● **Request**
Please convert the lines below into a numbered list, skipping any blank lines and leaving the pictures out.

Location identification items
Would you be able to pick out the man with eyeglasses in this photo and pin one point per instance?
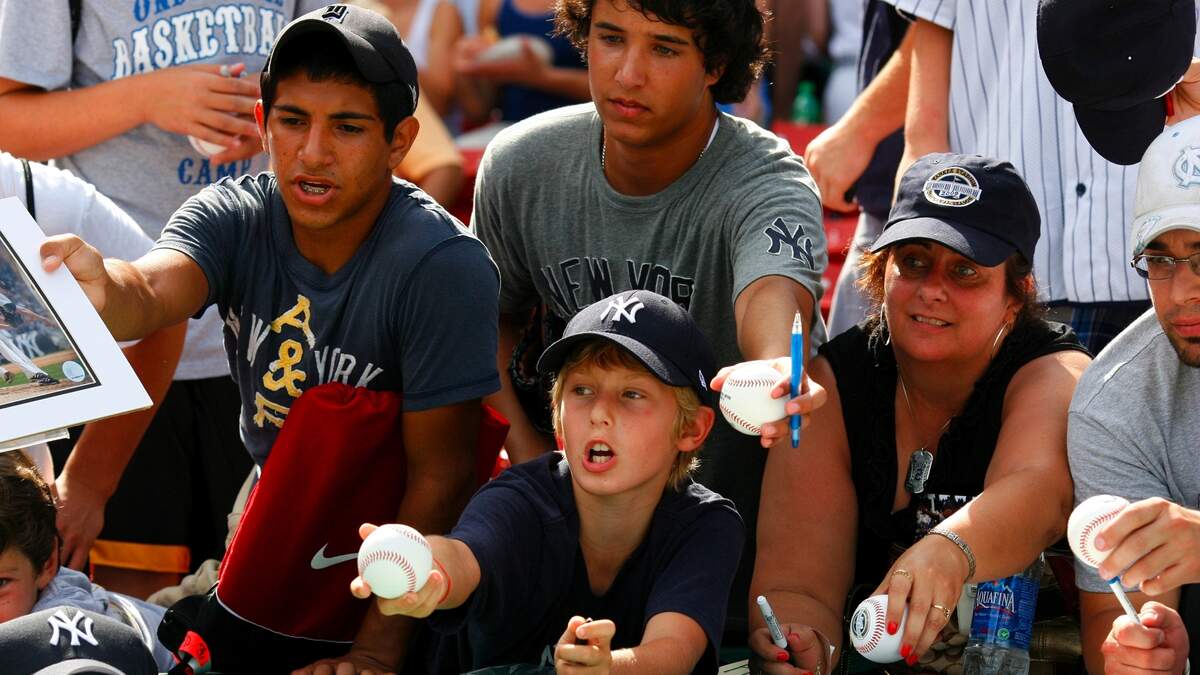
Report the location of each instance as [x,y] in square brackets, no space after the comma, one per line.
[1134,431]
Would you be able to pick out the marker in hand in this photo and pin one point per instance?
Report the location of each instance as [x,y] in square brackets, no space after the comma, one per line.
[797,372]
[768,615]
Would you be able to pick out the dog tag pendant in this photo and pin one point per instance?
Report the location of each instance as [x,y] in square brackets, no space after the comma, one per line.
[919,465]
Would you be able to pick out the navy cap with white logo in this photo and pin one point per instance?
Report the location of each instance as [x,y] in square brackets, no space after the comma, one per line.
[1115,60]
[371,40]
[657,330]
[978,207]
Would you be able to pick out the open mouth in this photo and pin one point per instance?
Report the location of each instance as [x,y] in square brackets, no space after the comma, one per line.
[930,321]
[600,453]
[311,187]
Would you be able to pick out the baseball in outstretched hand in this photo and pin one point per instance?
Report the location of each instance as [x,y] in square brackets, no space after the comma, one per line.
[395,560]
[869,633]
[745,398]
[1086,521]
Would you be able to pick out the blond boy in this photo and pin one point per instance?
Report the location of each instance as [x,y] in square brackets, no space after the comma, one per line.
[612,527]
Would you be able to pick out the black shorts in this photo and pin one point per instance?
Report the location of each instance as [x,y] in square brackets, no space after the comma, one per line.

● **Answer to the problem**
1. Would you be able to pick out the man with eyeglasses in this photo and pin one point per instance?
2. Report the location of each instance as [x,y] in square brackets, no space after the comma, one per line.
3. [1134,431]
4. Would you be able to pick out the marker in hand in this photo and pin one point per instance?
5. Report the location of each instance as [x,y] in square brackets, no space after the comma, one per line.
6. [797,372]
7. [768,615]
8. Would you be able to pick out the dog tag pendant in this photo and pin one point per instance?
9. Report the location of each instance as [x,y] in square brackets, no space after the comma, one per line.
10. [919,465]
11. Would you be able to pick out the navy cap with white logo in this photo and pin one point per instance?
12. Report the location of each instance as [x,y] in square brackets, no space after the comma, one per line.
13. [1115,60]
14. [371,40]
15. [657,330]
16. [978,207]
17. Would you be able to pick out the open mouth in this photo and pin one point per instance?
18. Report the location of each instance as [x,y] in square brackets, no space after the comma, one per line.
19. [930,321]
20. [600,453]
21. [311,187]
22. Would you be able to pick out the baseball in outstretched hand in this photo and pin one point per instance?
23. Report the location of each instance as [x,y] in square brackets, no space after the comma, one per line.
24. [395,560]
25. [869,633]
26. [745,398]
27. [1086,521]
28. Would you be able to pick out the blond boy in this photo and pin one point per instance?
29. Report the location of each instance as [x,y] in square brackets, no space after the comma, one per line.
30. [612,527]
31. Would you be able to pick out the black shorts in this photo and pin one point per instance?
32. Report the location of each instance as [x,y] in square brackets, no space after the comma, one per line.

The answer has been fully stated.